- EXTRACT PROVIDED:
What I saw of 1900, though, was a mess — it barely seemed like the same director as The Conformist. What was I to make of a beautifully-lit and -photographed opening scene where Donald Sutherland's character flees from pitchfork-wielding peasants, only to end up looking like something out of a horror movie that even Troma wouldn't have picked up? What was I to make of scenes that mixed brilliance and incompetence, and interlarded epic vistas with unbearably frothy acting and plotting, often in the same shot? What to say about how Bertolucci took upwards of five hours and change to tell a muddle of a story that barely lent itself to synopsizing, let alone watching in depth?

Ebert was lucky enough (?) to see the "shortened" cut of 1900 — four-something hours — back when it first premiered, and lamented the fact that it got shown at all when it could easily have become a lost classic and been hailed without everyone ever needing to sit through a single interminable minute of it. One of his oft-repeated quotes is that no good movie is ever too long and no bad one ever too short, and if 1900 had been hacked down to ninety minutes I suspect that would have been a blessing.

All this brought to mind a question: what constitutes an epic, and why? From what I've seen it's not just length or scope; there has to be something else, some larger vision that is part of the movie's philosophy or construction. (I'm limiting myself to movies for now.) So to that end here's a quick rundown of the things that I would tag with "epic", or which other people would apply the label to freely:

  • I liked The Lord of the Rings as a film without ever really being in love with it, and I am not sure how much of that is due to not having marinated my imagination (so to speak) in the books while growing up. I suspect a good deal of the scope of the films is out of a need — dictated by the fans of the books — to stay true to just about every plot element in the original stories. The books themselves are actually not that long; I'd venture that all three plus The Hobbit are not that much heftier in terms of word count than the first volume of the elephantine Wheel of Time. The movies have scope and vision, but are not terribly sophisticated as storytelling — and perhaps don't need to be, with source material like that to draw on.

- GOAL 1: In the film essay, which cut of 1900 did Ebert see when it first premiered?
- GOAL 2: Reproduce the part of the film essay that opens with the words containing "Ebert was lucky" and closes with "been a blessing.", substituting "two hours" for "ninety minutes".
- GOAL 3: Summarize the film essay in two sentences.

[Bounding-box items]
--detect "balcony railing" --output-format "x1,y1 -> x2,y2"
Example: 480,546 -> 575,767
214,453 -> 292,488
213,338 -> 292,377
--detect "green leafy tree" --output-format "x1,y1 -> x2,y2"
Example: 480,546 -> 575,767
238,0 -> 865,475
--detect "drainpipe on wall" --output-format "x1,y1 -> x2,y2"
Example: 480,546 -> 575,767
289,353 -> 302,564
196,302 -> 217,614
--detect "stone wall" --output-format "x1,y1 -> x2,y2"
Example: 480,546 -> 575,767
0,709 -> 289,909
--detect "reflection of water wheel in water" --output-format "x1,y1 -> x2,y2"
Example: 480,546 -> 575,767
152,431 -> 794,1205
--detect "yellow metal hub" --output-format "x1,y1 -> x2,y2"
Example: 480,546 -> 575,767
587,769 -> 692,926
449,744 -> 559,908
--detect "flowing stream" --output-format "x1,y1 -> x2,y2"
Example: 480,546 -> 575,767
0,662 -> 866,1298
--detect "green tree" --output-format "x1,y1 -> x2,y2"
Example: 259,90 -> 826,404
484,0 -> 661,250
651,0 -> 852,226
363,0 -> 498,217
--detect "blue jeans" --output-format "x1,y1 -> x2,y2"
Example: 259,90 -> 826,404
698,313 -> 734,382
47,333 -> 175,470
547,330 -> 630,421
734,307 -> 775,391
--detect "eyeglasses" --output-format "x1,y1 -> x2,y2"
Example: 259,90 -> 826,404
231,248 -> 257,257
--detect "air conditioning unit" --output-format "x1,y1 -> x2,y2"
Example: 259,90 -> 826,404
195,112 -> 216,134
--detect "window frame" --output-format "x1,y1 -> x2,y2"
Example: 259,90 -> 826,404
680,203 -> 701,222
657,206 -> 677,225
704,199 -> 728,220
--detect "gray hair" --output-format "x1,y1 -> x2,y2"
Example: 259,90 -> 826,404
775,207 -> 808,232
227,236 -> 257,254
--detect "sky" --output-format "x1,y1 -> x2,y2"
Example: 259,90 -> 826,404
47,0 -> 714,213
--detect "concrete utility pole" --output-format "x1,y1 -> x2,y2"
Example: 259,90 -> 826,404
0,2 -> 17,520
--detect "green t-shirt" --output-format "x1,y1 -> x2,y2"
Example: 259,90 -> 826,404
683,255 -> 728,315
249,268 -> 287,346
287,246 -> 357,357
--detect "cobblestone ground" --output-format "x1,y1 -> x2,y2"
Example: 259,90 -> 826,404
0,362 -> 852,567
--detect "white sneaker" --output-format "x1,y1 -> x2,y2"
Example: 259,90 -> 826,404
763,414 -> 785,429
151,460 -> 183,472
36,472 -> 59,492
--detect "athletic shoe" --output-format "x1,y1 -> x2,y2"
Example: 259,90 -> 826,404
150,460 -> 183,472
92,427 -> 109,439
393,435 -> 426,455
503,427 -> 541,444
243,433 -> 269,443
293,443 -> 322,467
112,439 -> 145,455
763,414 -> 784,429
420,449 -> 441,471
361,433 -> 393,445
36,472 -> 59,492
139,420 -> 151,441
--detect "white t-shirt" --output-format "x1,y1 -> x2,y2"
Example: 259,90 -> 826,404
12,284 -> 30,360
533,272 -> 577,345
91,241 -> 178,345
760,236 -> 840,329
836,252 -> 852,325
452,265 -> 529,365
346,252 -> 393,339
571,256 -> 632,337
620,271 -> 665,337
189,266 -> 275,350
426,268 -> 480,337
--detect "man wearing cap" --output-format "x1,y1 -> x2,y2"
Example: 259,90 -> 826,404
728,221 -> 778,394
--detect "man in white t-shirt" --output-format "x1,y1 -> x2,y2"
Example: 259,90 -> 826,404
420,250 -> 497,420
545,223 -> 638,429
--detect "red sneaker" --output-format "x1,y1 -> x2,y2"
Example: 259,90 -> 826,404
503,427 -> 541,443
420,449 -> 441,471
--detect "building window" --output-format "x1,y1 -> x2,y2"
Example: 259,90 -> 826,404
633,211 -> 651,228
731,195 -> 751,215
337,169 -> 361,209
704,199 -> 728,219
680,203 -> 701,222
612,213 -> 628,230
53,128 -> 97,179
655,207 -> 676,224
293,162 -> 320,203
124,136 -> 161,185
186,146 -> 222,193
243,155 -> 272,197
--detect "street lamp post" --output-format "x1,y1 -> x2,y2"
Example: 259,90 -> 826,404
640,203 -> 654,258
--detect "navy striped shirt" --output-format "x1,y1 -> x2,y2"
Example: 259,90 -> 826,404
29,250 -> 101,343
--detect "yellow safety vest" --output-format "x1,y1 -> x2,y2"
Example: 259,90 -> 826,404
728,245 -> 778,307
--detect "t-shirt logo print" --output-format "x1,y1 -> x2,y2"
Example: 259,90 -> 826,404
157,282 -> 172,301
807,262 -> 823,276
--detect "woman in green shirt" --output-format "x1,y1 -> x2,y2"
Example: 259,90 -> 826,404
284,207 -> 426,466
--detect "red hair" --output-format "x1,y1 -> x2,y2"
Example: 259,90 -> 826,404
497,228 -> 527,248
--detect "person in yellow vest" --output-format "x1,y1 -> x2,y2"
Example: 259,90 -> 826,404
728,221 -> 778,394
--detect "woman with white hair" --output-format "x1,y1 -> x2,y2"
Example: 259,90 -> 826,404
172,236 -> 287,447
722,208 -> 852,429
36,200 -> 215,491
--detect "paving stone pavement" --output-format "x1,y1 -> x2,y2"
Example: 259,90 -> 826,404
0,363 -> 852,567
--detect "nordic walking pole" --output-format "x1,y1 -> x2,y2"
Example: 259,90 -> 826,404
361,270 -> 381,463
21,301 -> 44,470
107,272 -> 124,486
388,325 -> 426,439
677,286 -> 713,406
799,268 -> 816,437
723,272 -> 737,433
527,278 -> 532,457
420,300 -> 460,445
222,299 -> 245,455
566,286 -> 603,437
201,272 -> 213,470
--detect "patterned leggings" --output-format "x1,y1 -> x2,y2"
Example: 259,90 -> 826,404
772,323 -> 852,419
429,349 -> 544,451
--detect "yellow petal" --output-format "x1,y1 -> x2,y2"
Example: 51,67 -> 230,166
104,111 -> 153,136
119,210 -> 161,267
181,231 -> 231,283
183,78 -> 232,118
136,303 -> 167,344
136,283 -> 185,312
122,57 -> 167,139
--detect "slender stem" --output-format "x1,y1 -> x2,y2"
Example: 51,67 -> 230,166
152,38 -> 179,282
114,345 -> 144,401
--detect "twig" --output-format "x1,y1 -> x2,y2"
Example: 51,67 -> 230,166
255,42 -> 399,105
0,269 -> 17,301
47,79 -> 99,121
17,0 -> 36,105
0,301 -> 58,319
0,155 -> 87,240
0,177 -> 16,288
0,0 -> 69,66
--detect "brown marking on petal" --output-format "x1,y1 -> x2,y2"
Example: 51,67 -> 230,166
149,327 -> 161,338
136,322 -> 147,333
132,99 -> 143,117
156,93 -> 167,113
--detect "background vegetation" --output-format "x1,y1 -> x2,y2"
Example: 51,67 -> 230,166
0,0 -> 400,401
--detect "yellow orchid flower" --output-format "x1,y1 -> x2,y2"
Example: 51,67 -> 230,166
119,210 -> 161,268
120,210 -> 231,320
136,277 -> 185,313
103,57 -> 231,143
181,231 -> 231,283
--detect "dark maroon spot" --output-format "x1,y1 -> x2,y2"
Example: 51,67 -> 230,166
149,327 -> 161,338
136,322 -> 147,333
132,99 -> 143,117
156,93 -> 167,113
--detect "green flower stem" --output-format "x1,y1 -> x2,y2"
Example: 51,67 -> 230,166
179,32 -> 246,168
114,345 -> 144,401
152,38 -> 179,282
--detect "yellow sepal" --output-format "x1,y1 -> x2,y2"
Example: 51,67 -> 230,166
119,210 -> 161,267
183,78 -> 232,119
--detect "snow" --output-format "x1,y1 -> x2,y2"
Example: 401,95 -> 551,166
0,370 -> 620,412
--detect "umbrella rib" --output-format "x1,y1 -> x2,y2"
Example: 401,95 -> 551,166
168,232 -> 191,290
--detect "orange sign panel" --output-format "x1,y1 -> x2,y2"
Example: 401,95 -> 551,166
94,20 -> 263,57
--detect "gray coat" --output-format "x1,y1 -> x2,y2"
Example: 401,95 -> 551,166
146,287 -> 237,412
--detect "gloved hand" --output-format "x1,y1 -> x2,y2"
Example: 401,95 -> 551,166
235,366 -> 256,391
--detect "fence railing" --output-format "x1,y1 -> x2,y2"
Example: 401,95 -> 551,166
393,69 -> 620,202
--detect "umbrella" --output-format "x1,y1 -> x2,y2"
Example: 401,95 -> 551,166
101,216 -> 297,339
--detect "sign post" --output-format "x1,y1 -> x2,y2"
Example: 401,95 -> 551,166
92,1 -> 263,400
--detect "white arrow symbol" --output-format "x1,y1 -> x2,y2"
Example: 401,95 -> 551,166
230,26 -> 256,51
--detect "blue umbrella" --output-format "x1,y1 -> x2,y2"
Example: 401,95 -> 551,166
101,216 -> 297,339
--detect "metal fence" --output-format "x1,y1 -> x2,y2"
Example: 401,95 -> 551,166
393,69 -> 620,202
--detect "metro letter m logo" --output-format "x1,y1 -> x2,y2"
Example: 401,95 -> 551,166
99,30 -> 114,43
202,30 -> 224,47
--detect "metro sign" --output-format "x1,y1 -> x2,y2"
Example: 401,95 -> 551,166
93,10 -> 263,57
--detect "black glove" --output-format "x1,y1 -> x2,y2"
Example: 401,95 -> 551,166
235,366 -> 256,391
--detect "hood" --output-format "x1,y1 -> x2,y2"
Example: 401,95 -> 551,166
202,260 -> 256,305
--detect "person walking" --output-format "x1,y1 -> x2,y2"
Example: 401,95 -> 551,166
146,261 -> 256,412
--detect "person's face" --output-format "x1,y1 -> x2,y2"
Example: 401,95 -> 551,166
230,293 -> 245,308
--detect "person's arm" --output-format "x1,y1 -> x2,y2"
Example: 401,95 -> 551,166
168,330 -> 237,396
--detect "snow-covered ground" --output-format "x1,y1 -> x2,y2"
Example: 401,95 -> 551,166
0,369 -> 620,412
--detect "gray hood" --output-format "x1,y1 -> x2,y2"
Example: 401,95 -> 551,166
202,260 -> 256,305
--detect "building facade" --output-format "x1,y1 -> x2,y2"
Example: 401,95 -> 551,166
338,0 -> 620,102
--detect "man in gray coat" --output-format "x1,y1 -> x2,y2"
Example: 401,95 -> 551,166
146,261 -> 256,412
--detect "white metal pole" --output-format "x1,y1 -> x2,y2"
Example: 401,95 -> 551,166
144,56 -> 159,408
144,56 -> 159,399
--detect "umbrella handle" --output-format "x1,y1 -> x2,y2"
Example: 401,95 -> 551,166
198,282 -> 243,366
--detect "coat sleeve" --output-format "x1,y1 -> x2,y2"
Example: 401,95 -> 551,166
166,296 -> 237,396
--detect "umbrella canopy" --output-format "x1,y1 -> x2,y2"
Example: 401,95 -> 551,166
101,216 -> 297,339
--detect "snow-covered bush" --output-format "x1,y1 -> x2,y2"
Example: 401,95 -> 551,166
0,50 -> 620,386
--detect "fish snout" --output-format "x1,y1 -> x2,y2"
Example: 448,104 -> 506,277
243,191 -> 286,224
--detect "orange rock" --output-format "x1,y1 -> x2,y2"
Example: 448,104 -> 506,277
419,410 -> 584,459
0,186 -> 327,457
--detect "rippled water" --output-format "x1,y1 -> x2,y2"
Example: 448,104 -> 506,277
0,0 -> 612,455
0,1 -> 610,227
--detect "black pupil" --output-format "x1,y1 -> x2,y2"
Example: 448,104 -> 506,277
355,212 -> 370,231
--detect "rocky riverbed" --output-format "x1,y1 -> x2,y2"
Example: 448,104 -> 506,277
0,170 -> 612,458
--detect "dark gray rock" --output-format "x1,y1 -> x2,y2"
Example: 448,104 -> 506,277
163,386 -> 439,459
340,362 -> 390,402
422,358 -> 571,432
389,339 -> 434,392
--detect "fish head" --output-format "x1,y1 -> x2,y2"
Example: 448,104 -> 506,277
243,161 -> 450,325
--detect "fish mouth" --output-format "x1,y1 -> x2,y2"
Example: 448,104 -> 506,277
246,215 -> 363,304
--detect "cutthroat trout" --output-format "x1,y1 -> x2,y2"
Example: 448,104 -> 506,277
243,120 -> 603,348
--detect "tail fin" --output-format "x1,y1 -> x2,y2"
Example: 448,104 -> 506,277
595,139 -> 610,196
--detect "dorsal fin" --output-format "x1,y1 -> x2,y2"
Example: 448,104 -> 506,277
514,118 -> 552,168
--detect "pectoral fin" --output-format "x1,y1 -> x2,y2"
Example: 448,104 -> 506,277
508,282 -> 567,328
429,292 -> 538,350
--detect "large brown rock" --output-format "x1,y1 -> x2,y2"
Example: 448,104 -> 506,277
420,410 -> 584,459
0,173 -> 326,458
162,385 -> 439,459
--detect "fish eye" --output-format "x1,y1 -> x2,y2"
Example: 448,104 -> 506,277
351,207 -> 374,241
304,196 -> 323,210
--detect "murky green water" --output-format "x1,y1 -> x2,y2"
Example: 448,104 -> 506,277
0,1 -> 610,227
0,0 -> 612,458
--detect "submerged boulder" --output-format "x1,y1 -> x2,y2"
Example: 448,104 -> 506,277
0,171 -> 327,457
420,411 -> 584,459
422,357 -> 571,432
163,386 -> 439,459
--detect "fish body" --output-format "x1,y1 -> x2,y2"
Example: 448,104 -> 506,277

- FULL OUTPUT 1: The "shortened" cut, which ran four-something hours.

- FULL OUTPUT 2:
Ebert was lucky enough (?) to see the "shortened" cut of 1900 — four-something hours — back when it first premiered, and lamented the fact that it got shown at all when it could easily have become a lost classic and been hailed without everyone ever needing to sit through a single interminable minute of it. One of his oft-repeated quotes is that no good movie is ever too long and no bad one ever too short, and if 1900 had been hacked down to two hours I suspect that would have been a blessing.

- FULL OUTPUT 3: The writer found Bertolucci's 1900 a mess that mixed brilliance and incompetence over more than five hours, and Ebert regretted that the film was shown at all. This prompted the writer to ask what makes a movie an epic, concluding that length or scope is not enough without some larger vision in its philosophy or construction.